§ Instructions to follow: Whenever a line in the data holds the string "segment", copy that line.

Start of Block

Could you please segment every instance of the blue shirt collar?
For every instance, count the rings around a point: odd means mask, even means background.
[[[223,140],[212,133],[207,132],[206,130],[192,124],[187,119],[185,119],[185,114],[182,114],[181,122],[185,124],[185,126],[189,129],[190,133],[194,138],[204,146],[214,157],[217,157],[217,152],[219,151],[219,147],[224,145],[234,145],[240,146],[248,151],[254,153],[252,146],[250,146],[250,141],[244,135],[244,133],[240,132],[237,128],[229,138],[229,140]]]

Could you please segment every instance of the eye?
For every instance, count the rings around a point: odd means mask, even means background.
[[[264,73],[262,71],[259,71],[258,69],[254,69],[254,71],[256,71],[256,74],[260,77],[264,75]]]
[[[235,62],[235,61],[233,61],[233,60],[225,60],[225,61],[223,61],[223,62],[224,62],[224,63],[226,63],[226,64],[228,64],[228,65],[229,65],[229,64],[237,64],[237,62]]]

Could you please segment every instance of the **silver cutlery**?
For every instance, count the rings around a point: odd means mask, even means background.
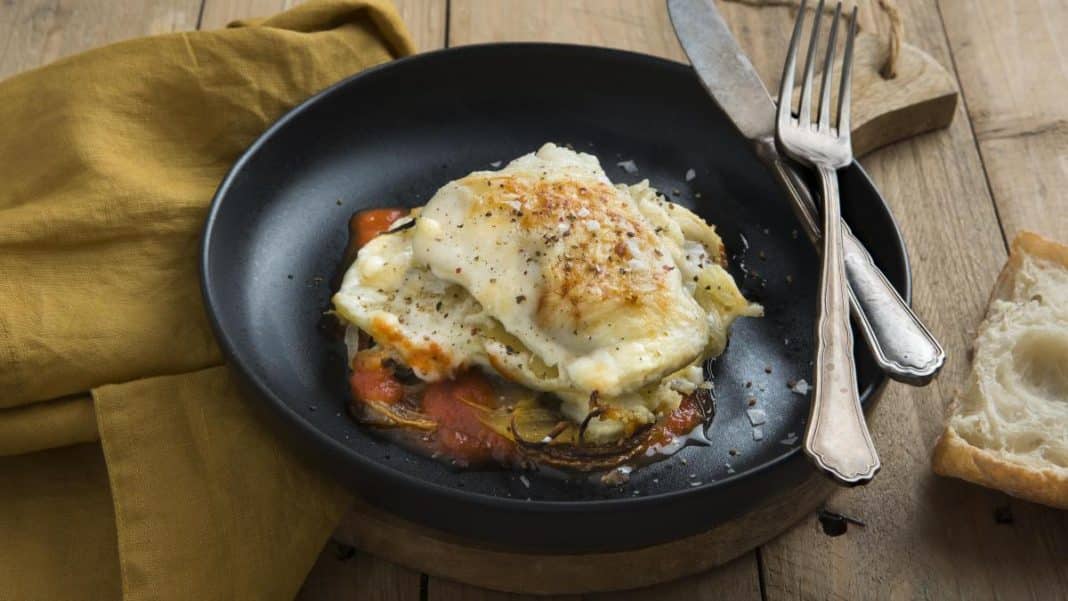
[[[879,457],[864,421],[853,365],[853,332],[849,327],[849,293],[842,246],[842,216],[838,195],[838,170],[853,162],[849,132],[850,79],[853,73],[853,40],[857,33],[857,9],[853,8],[842,58],[841,88],[838,93],[837,122],[831,120],[831,80],[834,77],[835,44],[841,21],[842,3],[834,11],[827,51],[823,59],[817,119],[812,119],[812,80],[820,43],[819,0],[813,16],[812,35],[805,58],[801,100],[793,113],[794,70],[797,47],[805,21],[805,0],[801,0],[797,22],[786,53],[776,139],[791,158],[819,173],[823,191],[823,255],[820,269],[819,316],[816,324],[816,363],[812,407],[805,430],[805,453],[824,472],[845,484],[863,484],[879,471]]]
[[[679,42],[705,89],[753,142],[757,155],[788,192],[809,238],[820,247],[819,213],[812,195],[775,147],[775,103],[723,17],[712,0],[668,0],[667,4]],[[895,380],[928,383],[945,361],[942,347],[844,223],[842,230],[849,303],[876,362]]]

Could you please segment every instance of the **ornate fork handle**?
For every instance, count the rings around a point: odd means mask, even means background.
[[[816,328],[815,384],[805,452],[821,468],[847,484],[862,484],[879,471],[879,457],[868,434],[853,368],[845,253],[838,197],[838,175],[820,166],[823,186],[823,269]]]
[[[774,141],[767,143],[773,145]],[[758,148],[758,152],[760,150]],[[817,248],[822,247],[821,228],[816,222],[819,213],[808,186],[777,153],[769,158],[775,175],[790,192],[793,201],[791,206],[805,233]],[[842,226],[849,302],[853,317],[876,363],[887,375],[900,382],[917,386],[929,383],[942,368],[946,359],[945,351],[876,267],[871,254],[849,230],[849,226],[844,222]]]

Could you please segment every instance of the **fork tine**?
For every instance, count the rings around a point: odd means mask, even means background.
[[[838,136],[849,139],[849,102],[853,80],[853,40],[857,37],[857,7],[853,7],[853,20],[849,24],[845,57],[842,59],[842,89],[838,91]]]
[[[842,3],[834,8],[834,21],[831,23],[831,35],[827,40],[827,56],[823,59],[823,78],[820,82],[820,131],[831,127],[831,71],[834,68],[834,44],[838,37],[838,18],[842,15]]]
[[[812,73],[816,67],[816,45],[820,40],[820,16],[823,14],[823,0],[816,5],[816,13],[812,20],[812,38],[808,42],[808,56],[805,58],[805,76],[801,84],[801,108],[798,112],[797,121],[801,127],[808,127],[812,123]]]
[[[801,43],[801,25],[805,22],[805,5],[808,0],[801,0],[797,8],[797,20],[794,21],[794,33],[790,36],[790,48],[786,51],[786,66],[782,68],[779,82],[779,126],[784,127],[793,111],[794,67],[797,64],[797,47]]]

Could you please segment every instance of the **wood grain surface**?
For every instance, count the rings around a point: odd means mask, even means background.
[[[744,50],[777,80],[793,10],[720,0]],[[1021,229],[1068,239],[1068,5],[1061,0],[896,0],[906,41],[946,67],[964,103],[948,130],[863,163],[909,244],[914,304],[949,353],[924,389],[891,384],[871,416],[883,470],[828,506],[863,521],[830,537],[804,520],[755,553],[613,599],[1066,599],[1068,513],[933,476],[943,407]],[[0,0],[0,76],[103,43],[220,27],[288,0]],[[421,49],[496,40],[581,42],[683,60],[660,0],[403,0]],[[862,2],[866,31],[885,35]],[[774,87],[770,85],[769,87]],[[843,199],[843,202],[848,202]],[[493,566],[485,566],[492,570]],[[331,542],[301,599],[519,599],[426,577]],[[607,598],[607,596],[604,596]]]
[[[1006,237],[1068,237],[1068,2],[939,2]]]
[[[127,38],[196,29],[201,0],[0,0],[0,78]]]

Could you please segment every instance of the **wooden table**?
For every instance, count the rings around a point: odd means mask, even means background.
[[[719,0],[766,82],[778,79],[792,10]],[[863,520],[844,536],[815,518],[722,569],[613,599],[1068,599],[1068,512],[934,476],[943,407],[1022,229],[1068,240],[1068,3],[896,0],[906,40],[957,78],[952,126],[863,163],[909,244],[914,304],[949,361],[927,388],[891,384],[871,416],[883,470],[828,507]],[[123,38],[221,27],[289,0],[0,0],[0,77]],[[662,0],[397,0],[423,50],[549,40],[684,61]],[[886,33],[874,0],[862,26]],[[997,516],[997,517],[995,517]],[[492,569],[487,566],[487,569]],[[607,597],[607,595],[606,595]],[[505,599],[330,543],[300,599]]]

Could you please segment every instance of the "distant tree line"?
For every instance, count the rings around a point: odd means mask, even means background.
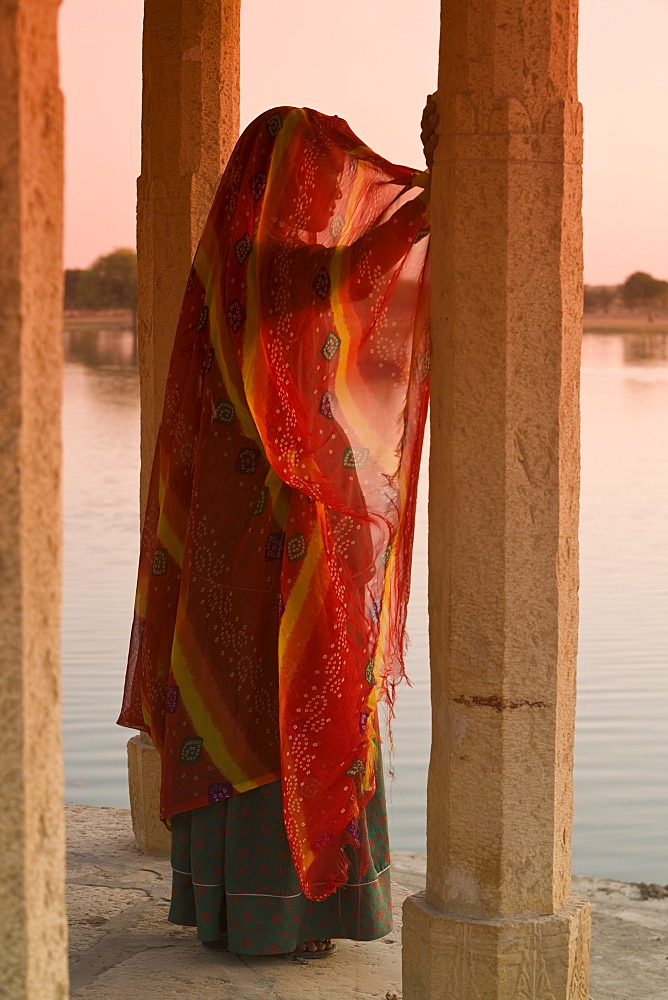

End of Block

§ Final answer:
Could you please segment every instance of the blue shirt collar?
Could you please segment every instance of the eye?
Could you please segment every instance of the **silver cutlery**?
Could you please segment every instance of the **ornate fork handle**?
Could you please segment every instance of the **fork tine**?
Could you please segment every instance of the **wood grain surface**?
Could you please segment every instance of the **wooden table**?
Could you please segment every instance of the "distant tree line"?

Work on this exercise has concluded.